◆ Text excerpt ◆
════════════════════

Not the world's greatest pic but heres my ST

sorry couldnt upload

sam


----------



## Guest (Dec 13, 2009)

Current toys. Dirtyplay, dirty and workplay, and trackplay


----------



## JonW (Mar 23, 2005)

Well... bikes... I have 3 at the mo... 2 in bits...

KTM Duke 2 - Its almost too nice and clean to ride, even downunder... I should do new pics, its got some new kit on it and looks even better...










Thread here: http://www.thewatchforum.co.uk/index.php?showtopic=41094&view=&hl=duke&fromsearch=1

Honda XL500R - a doer upper I bought early this year. Restoration now stalled due to lack of solution for the pivot arm bushes for the shock linkage. I wanted to go rollers but I cant get a kit, the plain bearings are shot sadly  Also needs wheels relaced and new tyres... am slowly finding other parts to get painted and get it done... budget it has not been... its cool tho...










Tagged onto thread here: http://www.thewatchforum.co.uk/index.php?showtopic=33138&hl=xl500r&st=90

and.... my RD350 YPVS project, bits ordered to make it a 350 (my there were a lot of em and it cost a packet, hmm)... body work cleaned up and paint and stickers off most of it for repairs to take place. most parts accounted for and rolling chassis back together unrestored to test engine when done. still need a crank... option on another bottom end locally or a new one from the USA but cash now going elsewhere. so project now very slow...










Thread here: http://www.thewatchforum.co.uk/index.php?showtopic=48232&view=&hl=ypvs&fromsearch=1


----------



## MarkF (Jul 5, 2003)

Bathtone, where was the pic of the Africa Twin taken?

Jon, I want the Honda finished asap, it's coolio :thumbsup:


----------



## JonW (Mar 23, 2005)

Mark, Cheers for the thumbs up... but whilst im still gathering parts the end isnt really in sight. Parts for these are now very scarce as they only made the model for one year (1982) in most countries and it was the first of the monoshocks and the linkage was made of cheese! Ive picked up some bodywork like the right headlight and its faring (a mate has it for me in the UK  ) and yesterday a reasonable mudguard landed from a local lad who'd had it on his bike for a few weeks when new and the paint fell off in chunks so honda replaced it under warranty, he kept it all these years, amazing. I also found a white tank at a dealer in Italy who had saved it from when a guy had a spill back in the early 80s. Its got one small dent and a paint chip, but is otherwise mint. I also found a white side panel NOS in Germany... So the bike will become a white one based on what Ive found so far... The frame is repainted, the wiring and anciliaries is back on and ive just got to sort the steering bearings and fork seals and those can go on. i found a new airfilter locally a few months back too so that can go in. the engine needs one seal doing on one camshaft as it leaks but is otherwise good, then lace the wheels (ive some nice gold rims) and find an exhaust, the original is long gone and this one is shot... so there is a bit left to do... Why not pop over and give me a hand mate?

════════════════════

Spatial location data
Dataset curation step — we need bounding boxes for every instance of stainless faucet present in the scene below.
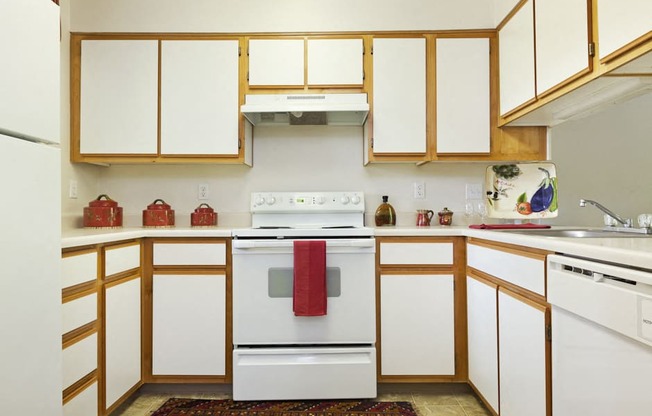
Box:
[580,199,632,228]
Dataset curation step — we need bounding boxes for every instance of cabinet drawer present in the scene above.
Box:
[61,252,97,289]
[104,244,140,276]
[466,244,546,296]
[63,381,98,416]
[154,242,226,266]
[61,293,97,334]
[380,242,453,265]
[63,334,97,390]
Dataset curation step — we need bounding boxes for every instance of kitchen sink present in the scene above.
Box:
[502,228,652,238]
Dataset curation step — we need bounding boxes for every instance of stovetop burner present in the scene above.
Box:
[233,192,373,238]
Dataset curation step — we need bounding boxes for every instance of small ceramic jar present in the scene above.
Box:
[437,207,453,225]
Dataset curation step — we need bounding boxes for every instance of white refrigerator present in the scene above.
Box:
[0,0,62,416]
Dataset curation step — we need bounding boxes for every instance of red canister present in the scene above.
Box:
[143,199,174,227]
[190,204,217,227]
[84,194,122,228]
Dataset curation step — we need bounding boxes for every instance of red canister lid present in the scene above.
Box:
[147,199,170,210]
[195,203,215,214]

════════════════════

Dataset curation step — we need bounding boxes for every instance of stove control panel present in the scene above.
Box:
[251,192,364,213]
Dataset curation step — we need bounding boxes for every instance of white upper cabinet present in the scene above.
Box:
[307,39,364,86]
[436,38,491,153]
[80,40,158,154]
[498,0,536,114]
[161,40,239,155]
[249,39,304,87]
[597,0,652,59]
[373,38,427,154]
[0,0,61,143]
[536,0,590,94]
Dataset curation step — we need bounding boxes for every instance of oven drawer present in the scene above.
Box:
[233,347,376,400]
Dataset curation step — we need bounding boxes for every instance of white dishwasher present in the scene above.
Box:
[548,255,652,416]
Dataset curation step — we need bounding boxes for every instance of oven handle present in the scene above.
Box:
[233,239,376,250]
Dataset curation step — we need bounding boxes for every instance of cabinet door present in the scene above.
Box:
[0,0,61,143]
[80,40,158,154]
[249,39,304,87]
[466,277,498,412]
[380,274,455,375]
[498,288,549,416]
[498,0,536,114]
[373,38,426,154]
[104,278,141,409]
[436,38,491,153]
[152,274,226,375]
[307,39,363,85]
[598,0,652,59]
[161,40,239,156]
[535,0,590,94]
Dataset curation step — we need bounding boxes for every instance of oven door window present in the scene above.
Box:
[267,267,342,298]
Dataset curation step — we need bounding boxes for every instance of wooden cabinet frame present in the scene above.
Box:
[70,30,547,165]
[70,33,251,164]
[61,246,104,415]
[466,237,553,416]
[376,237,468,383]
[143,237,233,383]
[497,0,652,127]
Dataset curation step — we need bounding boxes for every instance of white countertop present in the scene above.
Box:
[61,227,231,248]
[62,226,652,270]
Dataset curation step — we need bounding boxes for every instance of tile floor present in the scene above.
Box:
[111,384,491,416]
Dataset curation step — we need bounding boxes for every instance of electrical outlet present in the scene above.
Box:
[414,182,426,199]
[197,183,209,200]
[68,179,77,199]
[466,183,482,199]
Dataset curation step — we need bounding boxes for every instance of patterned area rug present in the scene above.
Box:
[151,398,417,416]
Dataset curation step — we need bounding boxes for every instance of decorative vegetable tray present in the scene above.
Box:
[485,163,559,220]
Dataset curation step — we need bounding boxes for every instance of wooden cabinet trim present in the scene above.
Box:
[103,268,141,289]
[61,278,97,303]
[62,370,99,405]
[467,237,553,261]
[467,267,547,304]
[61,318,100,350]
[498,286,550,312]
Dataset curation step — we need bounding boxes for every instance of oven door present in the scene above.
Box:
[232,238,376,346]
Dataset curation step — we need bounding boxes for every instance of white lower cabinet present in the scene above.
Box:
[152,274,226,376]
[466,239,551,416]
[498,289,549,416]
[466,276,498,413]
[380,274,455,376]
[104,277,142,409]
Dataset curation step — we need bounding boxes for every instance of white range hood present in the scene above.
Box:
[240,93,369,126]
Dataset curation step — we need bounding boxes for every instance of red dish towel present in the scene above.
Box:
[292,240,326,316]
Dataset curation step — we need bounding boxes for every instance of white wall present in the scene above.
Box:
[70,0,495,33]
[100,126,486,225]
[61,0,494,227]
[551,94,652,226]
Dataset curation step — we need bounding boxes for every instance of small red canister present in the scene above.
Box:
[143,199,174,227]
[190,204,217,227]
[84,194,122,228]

════════════════════

◆ Exercise set ◆
- a) Rewrite the motorbike thread from "Honda XL500R - a" to "its cool tho...", putting "fresh tyres" in place of "new tyres".
- b) Write the next part of the motorbike forum thread, picking up after its final post.

◆ Response list ◆
- a)
Honda XL500R - a doer upper I bought early this year. Restoration now stalled due to lack of solution for the pivot arm bushes for the shock linkage. I wanted to go rollers but I cant get a kit, the plain bearings are shot sadly  Also needs wheels relaced and fresh tyres... am slowly finding other parts to get painted and get it done... budget it has not been... its cool tho...

- b)
----------



## marmisto (Jan 1, 2009)

Lily on bike racing Blossom on quad - Blossom won this race by not bottling out on corners!










Rudi on the Yam Trial bike










Me at a twinshock scramble [this is where I pranged knee Jon]


----------



## BlueKnight (Oct 29, 2009)

marmisto said:


> Lily on bike racing Blossom on quad - Blossom won this race by not bottling out on corners!
> 
> Rudi on the Yam Trial bikeMe at a twinshock scramble [this is where I pranged knee Jon]


Ah yes... The next generation. Keep the flame bright! :thumbsup: :thumbsup:


----------



## JonW (Mar 23, 2005)

Hee hee a family of racers! superb. 

Ouch! great looking track tho...isnt it always the way 

I love all of these bikes, but the Puch is something very special indeed! What a great find that was. very cool


----------



## Guest (Dec 14, 2009)

MarkF said:


> Bathtone, where was the pic of the Africa Twin taken?
> 
> Jon, I want the Honda finished asap, it's coolio :thumbsup:


The Africa is in The Pyrenees near Llavorsi July this year. Great area to ride. The top one is south of the Barmouth estuary (did you know bikes can cross on the old railway line).


----------



## Rick448 (Oct 31, 2009)

This for play at the moment.










This for work..










This for weekends when i fancy a blat above the limit


----------



## MarkF (Jul 5, 2003)

JonW said:


> Why not pop over and give me a hand mate?


I really should Jon, my cousin in Sydney keeps trying to get me down there and we had a great time together this summer, he owes me hospitality! The Honda is classic design I love the tank/seat interface and am most disappointed to hear about possible colour scheme changes, good luck. 

Here is my Oz cousin, Chris, this summer, hey, maybe you know him......


----------



## BlueKnight (Oct 29, 2009)

Rick448 said:


>


Got this one for you. Thought you might appreciate it.


----------



## JonW (Mar 23, 2005)

MarkF said:


> JonW said:
> 
> 
> > Why not pop over and give me a hand mate?
> ...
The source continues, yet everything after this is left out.